EXERCISE DETAILS
Find every line below with the string "hand" and pick it out.

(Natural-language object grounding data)
____________

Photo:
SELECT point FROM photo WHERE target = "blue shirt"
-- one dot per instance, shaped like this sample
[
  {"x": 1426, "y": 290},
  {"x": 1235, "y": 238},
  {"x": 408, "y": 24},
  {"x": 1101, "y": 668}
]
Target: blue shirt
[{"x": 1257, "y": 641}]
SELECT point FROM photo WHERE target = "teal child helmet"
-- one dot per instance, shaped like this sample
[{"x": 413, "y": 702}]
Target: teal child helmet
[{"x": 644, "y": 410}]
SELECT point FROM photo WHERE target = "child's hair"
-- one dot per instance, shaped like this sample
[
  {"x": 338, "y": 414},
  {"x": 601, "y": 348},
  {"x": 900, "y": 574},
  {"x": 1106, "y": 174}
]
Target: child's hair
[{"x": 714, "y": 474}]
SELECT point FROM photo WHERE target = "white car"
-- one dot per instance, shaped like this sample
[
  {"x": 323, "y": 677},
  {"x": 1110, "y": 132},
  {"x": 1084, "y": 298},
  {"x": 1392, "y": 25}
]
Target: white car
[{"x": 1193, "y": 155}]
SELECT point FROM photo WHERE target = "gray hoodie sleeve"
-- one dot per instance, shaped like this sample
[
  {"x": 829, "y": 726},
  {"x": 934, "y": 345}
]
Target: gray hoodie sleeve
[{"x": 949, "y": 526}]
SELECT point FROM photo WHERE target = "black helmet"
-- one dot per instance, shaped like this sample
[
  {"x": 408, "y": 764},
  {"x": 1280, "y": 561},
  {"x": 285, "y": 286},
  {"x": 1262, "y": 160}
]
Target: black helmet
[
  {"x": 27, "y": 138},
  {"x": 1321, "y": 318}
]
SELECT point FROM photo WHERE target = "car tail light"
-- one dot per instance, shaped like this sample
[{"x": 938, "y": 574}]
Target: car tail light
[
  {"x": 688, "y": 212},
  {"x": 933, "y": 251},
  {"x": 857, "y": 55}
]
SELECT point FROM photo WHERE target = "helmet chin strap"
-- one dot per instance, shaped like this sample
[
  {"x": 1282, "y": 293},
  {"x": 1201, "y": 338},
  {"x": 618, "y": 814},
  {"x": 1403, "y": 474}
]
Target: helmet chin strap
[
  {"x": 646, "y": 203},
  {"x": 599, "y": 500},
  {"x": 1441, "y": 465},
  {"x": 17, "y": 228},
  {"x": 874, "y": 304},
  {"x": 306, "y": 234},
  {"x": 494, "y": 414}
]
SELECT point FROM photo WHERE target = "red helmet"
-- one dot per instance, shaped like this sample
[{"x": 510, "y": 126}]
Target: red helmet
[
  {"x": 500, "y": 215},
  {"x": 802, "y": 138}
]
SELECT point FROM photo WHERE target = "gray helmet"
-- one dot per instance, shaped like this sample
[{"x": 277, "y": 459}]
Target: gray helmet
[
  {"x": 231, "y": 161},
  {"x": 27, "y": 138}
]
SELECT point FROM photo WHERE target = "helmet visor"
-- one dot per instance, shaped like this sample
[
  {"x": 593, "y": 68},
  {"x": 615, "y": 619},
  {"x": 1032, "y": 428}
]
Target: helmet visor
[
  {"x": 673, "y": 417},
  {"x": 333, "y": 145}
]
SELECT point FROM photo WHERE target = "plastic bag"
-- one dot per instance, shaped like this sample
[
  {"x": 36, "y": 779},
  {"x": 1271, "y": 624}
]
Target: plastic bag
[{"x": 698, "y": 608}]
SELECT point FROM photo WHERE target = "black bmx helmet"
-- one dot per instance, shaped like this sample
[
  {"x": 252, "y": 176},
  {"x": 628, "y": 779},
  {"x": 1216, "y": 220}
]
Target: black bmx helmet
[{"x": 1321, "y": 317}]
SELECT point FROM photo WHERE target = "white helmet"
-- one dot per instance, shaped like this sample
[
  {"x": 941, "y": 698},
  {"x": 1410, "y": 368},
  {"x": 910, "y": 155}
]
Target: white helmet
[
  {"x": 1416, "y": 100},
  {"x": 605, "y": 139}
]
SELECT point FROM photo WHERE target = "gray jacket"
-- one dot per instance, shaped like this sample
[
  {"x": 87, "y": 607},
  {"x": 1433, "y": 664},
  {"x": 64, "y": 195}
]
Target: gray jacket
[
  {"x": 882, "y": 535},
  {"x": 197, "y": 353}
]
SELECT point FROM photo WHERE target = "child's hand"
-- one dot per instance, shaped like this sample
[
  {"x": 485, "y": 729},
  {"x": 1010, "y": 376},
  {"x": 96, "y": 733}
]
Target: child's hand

____________

ANSWER BOX
SELECT point FROM photo WHERE target = "child's hand"
Target: child's hand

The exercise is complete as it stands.